▶ **Task brief**:
Every entry that follows should be written out again exactly.
··· Dataset extract
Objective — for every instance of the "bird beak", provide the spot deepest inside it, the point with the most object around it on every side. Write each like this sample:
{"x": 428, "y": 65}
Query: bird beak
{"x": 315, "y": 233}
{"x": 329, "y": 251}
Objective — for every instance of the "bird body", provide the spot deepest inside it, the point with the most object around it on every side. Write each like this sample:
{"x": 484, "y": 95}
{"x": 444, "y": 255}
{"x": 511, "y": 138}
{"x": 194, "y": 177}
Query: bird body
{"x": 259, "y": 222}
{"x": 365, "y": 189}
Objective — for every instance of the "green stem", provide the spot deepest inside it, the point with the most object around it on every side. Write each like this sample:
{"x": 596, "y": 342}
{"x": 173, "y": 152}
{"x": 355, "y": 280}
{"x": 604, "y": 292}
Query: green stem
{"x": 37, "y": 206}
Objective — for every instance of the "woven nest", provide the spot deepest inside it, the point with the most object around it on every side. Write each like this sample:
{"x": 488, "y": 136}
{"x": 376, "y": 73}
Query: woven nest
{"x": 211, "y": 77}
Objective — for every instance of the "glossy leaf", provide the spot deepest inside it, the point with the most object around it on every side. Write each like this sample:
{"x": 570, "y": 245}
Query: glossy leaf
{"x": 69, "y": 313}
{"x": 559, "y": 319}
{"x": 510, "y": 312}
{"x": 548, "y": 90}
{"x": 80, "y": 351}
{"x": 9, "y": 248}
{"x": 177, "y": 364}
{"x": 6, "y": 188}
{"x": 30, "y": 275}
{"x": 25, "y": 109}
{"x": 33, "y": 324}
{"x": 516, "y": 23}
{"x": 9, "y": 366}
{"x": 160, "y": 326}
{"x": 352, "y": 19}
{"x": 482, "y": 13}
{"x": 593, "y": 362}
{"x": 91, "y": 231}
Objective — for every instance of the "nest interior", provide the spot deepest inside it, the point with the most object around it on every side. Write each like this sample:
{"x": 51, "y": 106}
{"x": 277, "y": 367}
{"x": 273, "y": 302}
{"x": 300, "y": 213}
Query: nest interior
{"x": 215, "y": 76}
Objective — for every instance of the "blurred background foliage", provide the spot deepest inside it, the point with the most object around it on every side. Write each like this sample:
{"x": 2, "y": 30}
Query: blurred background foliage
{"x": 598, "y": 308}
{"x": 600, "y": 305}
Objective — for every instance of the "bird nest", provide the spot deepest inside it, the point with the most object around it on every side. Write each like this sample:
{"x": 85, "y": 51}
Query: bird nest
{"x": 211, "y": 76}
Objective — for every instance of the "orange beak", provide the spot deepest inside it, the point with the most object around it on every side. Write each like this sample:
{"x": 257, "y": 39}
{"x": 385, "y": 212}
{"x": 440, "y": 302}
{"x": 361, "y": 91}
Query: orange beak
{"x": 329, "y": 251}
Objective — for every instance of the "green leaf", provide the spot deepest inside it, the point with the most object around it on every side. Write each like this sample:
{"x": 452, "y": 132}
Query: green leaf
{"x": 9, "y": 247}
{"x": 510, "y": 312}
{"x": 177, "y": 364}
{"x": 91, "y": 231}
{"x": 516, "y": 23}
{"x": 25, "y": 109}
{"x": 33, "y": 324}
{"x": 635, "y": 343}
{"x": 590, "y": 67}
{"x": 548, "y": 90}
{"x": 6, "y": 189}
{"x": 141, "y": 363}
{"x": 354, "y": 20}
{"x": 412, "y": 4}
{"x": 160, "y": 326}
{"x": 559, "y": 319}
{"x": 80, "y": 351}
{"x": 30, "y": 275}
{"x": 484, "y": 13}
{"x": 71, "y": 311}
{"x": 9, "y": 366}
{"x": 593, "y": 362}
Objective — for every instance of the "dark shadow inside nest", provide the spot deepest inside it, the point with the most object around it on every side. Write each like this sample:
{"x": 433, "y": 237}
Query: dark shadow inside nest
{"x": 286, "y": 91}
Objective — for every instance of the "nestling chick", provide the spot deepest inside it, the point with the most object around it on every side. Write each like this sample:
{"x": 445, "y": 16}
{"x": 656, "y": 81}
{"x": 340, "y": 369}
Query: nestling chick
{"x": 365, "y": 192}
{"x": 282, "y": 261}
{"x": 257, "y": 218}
······
▶ **Response to this task**:
Objective — for every instance of the "bird beak", provide the spot deepest inside it, the point with the most object around it on every side. Write each like this sample:
{"x": 428, "y": 65}
Query: bird beak
{"x": 315, "y": 233}
{"x": 329, "y": 251}
Objective — for every instance of the "bird body", provide the spot deepest inside it, the point with the most object around it on every side. Write each like this sample:
{"x": 484, "y": 95}
{"x": 444, "y": 255}
{"x": 511, "y": 138}
{"x": 194, "y": 177}
Query: bird body
{"x": 259, "y": 222}
{"x": 365, "y": 189}
Objective — for every instance of the "green stem", provide the spot deepest inside it, the point with the most object around it on every side. Write each like this sample:
{"x": 596, "y": 342}
{"x": 173, "y": 152}
{"x": 355, "y": 280}
{"x": 604, "y": 292}
Query: green stem
{"x": 37, "y": 206}
Objective — for every instance of the "woven nest", provide the spot deepest inside it, the point with the most object around it on every side. Write each like this sample:
{"x": 488, "y": 136}
{"x": 376, "y": 73}
Query: woven nest
{"x": 211, "y": 77}
Objective — for every instance of the "glossy leaf", provide the spot deepest inside it, the point with the most object around it on every side. Write each like this sample:
{"x": 570, "y": 245}
Query: glossy leaf
{"x": 69, "y": 313}
{"x": 559, "y": 319}
{"x": 510, "y": 312}
{"x": 548, "y": 90}
{"x": 80, "y": 351}
{"x": 9, "y": 248}
{"x": 177, "y": 364}
{"x": 6, "y": 188}
{"x": 30, "y": 275}
{"x": 25, "y": 109}
{"x": 33, "y": 324}
{"x": 516, "y": 23}
{"x": 9, "y": 366}
{"x": 160, "y": 326}
{"x": 352, "y": 19}
{"x": 482, "y": 13}
{"x": 593, "y": 362}
{"x": 91, "y": 231}
Objective — for every instance of the "nest interior", provide the spot deepest inside it, the point with the most object around it on every side. Write each like this sample:
{"x": 51, "y": 106}
{"x": 277, "y": 367}
{"x": 273, "y": 302}
{"x": 300, "y": 213}
Query: nest interior
{"x": 215, "y": 76}
Objective — for every instance of the "blurred background foliage", provide the spot deepest inside it, the point with the most object around it on every side. Write each like this sample:
{"x": 2, "y": 30}
Query: blurred background foliage
{"x": 598, "y": 308}
{"x": 600, "y": 305}
Objective — for every instance of the "bird nest", provide the spot deepest inside it, the point with the most object around it on every side. Write each like this sample:
{"x": 85, "y": 51}
Query: bird nest
{"x": 211, "y": 76}
Objective — for every instance of the "orange beak", provide the spot deepest inside it, the point with the most object around it on every side. Write each like this sample:
{"x": 257, "y": 39}
{"x": 385, "y": 212}
{"x": 440, "y": 302}
{"x": 361, "y": 91}
Query: orange beak
{"x": 329, "y": 251}
Objective — for every instance of the "green leaf", provide the spot deepest inside it, the point with the most object around it on every side. Write each like this sample:
{"x": 452, "y": 132}
Query: green leaf
{"x": 9, "y": 247}
{"x": 510, "y": 312}
{"x": 177, "y": 364}
{"x": 91, "y": 231}
{"x": 516, "y": 23}
{"x": 25, "y": 109}
{"x": 33, "y": 324}
{"x": 635, "y": 343}
{"x": 590, "y": 67}
{"x": 548, "y": 90}
{"x": 6, "y": 189}
{"x": 141, "y": 363}
{"x": 354, "y": 20}
{"x": 412, "y": 4}
{"x": 160, "y": 326}
{"x": 559, "y": 319}
{"x": 80, "y": 351}
{"x": 30, "y": 275}
{"x": 484, "y": 13}
{"x": 71, "y": 311}
{"x": 9, "y": 366}
{"x": 593, "y": 362}
Objective — for every instance of the "dark shadow inside nest", provide the spot deepest inside it, the point with the most object around it on every side. Write each like this sample:
{"x": 433, "y": 237}
Query: dark shadow inside nest
{"x": 286, "y": 91}
Objective — for every instance of the "nestling chick", provide the spot deepest inside it, the point with the most object around it on every side. Write each like this sample:
{"x": 445, "y": 16}
{"x": 656, "y": 81}
{"x": 340, "y": 369}
Query: nestling chick
{"x": 365, "y": 192}
{"x": 282, "y": 261}
{"x": 257, "y": 218}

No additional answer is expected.